DOCUMENT EXCERPT -
Module Details

The information contained in this module specification was correct at the time of publication but may be subject to change, either during the session because of unforeseen circumstances, or following review of the module at the end of the session. Queries about the module should be directed to the member of staff with responsibility for the module.
Title Victorian Murder and Other Crimes
Code ENGL763
Coordinator Dr MA Raines
Year CATS Level Semester CATS Value
Session 2023-24 Level 7 FHEQ Second Semester 15


Victorian Murder and Other Crimes aims:
-to examine the representation of murder and other serious crimes in a variety of Victorian texts
-to consider relevant contextual developments and the impact on literary genre
-to develop a comprehensive understanding of the key critical and theoretical debates in the area
-to engage with a wide range of primary texts on murder, including poetry, fiction, and non-fiction
-to meet the hallmark and attribute criteria of Curriculum 2021

Learning Outcomes

(LO1) Students will have the ability to read, analyse, interpret and compare with competence and independence a wide variety of literary and other texts

(LO2) Students will have an advanced knowledge and systematic understanding of the political and ideological aspects of literary texts and how they can be situated within appropriate cultural and social contexts

(LO3) Students will have a critical appreciation of the ways in which texts can be situated within literary history, including issues of genre, influence, and creation and reception

(LO4) Students will have an advanced knowledge and critical awareness of current and new literary, critical and theoretical debates

(LO5) Students will have a comprehensive and practical understanding of techniques for accessing electronic and bibliographic sources

(LO6) Students will have the ability to use scholarly referencing and bibliographic conventions appropriate for advanced literary scholarship

(LO7) Students will have research skills enabling critical evaluation of different research methodologies and selection of appropriate methodologies

(LO8) Students will have research skills to deal with complex issues both systematically and creatively in order to generate new and independent research

(S1) Students will have a systematic knowledge and critical awareness of current debates and new insights within the field of literature and its contexts

(S2) Students will have an advanced critical and analytical skills in relation to diverse forms of discourse

(S3) Students will have advanced literacy, interpersonal and communications skills, and the ability to present sustained and persuasive written and oral arguments

(S4) Students will have the ability to autonomously design and self-direct a research project that brings together historical and literary approaches

(S5) Students will have the ability to comprehensively understand and apply a variety of theoretical approaches to literature

(S6) Students will have the ability to handle complex information and argument in a critical, creative and self-reflective manner

(S7) Students will have practical research skills to retrieve information, assemble bibliographic data, and critically evaluate, sift and organize material independently

(S8) Students will have the ability to use IT and other relevant tools and resources to present written and oral work to a professional, scholarly standard

(S9) Students will have advanced skills and experience in selecting and using electronic and/or archival resources for planning and undertaking research and writing

(S10) Students will have organisational skills in managing time and workloads, and in meeting deadlines



Key topics will include representations of murder and other serious crimes in Victorian poetry, fiction, and nonfiction; murder and advances in Victorian psychology; the impact of crime on genre; criminal investigations and the media; and the afterlife of Victorian crime. Almost all literary texts will be available in print or electronic versions through the library or through the VLE, using the Reading Lists system; specific extra learning resources will be made available through the VLE. Students will have a set amount of required reading for the seminar each week; there will be some guidance in finding appropriate secondary material but students will be encouraged to follow individual interests in choosing additional reading material.

EXERCISE SET -
1. Echo the module description word for word, starting at "(S10) Students will" and ending at "additional reading material.".
2. According to the module description, who coordinates the module?
The records after this come from a different source than the module description.

INFORMATION PROVIDED -
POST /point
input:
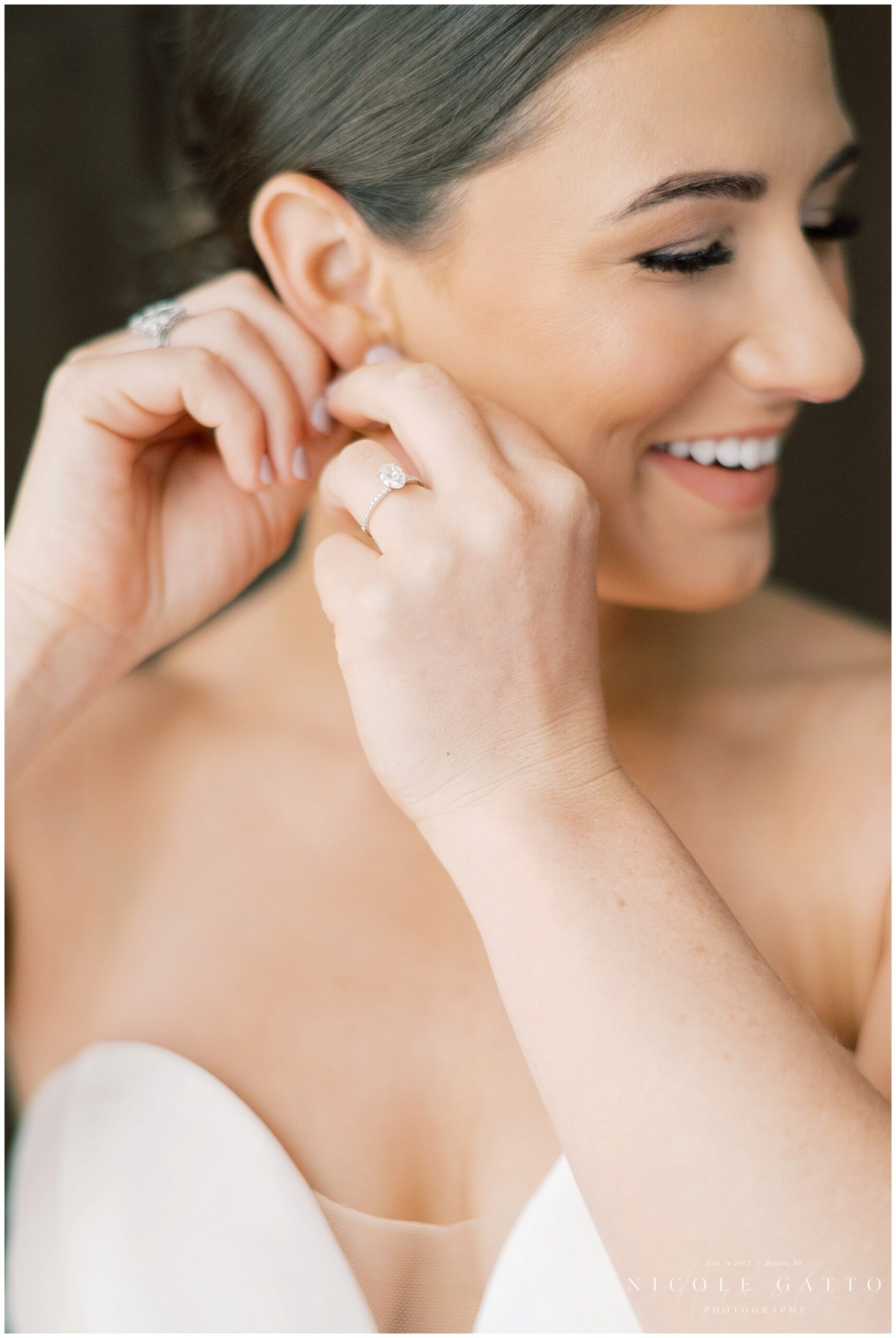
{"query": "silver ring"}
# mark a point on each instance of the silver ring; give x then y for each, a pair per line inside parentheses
(393, 477)
(158, 320)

THE RESPONSES -
1.
(S10) Students will have organisational skills in managing time and workloads, and in meeting deadlines



Key topics will include representations of murder and other serious crimes in Victorian poetry, fiction, and nonfiction; murder and advances in Victorian psychology; the impact of crime on genre; criminal investigations and the media; and the afterlife of Victorian crime. Almost all literary texts will be available in print or electronic versions through the library or through the VLE, using the Reading Lists system; specific extra learning resources will be made available through the VLE. Students will have a set amount of required reading for the seminar each week; there will be some guidance in finding appropriate secondary material but students will be encouraged to follow individual interests in choosing additional reading material.

2. Dr MA Raines